§ TEXT TO READ:
Ron Hicks’s Story

I was born in Yacolt, Washington on August 17, 1922.  My twin brother and I barely made it into the world weighing only 5 lbs between us.  We lost our mother at childbirth and were raised by our grandmother.  My grandparents moved the family to Lapine in 1924 and that was where I grew up.  I left school in the 7th grade and went home to help out on the ranch. 

In October 1942, I joined the Navy.  My father had been in the Navy in WWI and my brother and uncle (who was my age) had joined earlier that year.  I went to boot camp in Farragut, Idaho.  While there, I noticed the USS Portland in the Blue Jackets Manual.  From then on, it consumed my mind.  I wanted to serve on the Portland.

§ COLLECTED DATA:
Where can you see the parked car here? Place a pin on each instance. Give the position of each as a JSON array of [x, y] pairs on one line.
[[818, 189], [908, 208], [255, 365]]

§ STATED EXERCISE: In Ron Hicks's story, where did he go to boot camp after joining the Navy?

§ WRITTEN RESPONSE: Farragut, Idaho.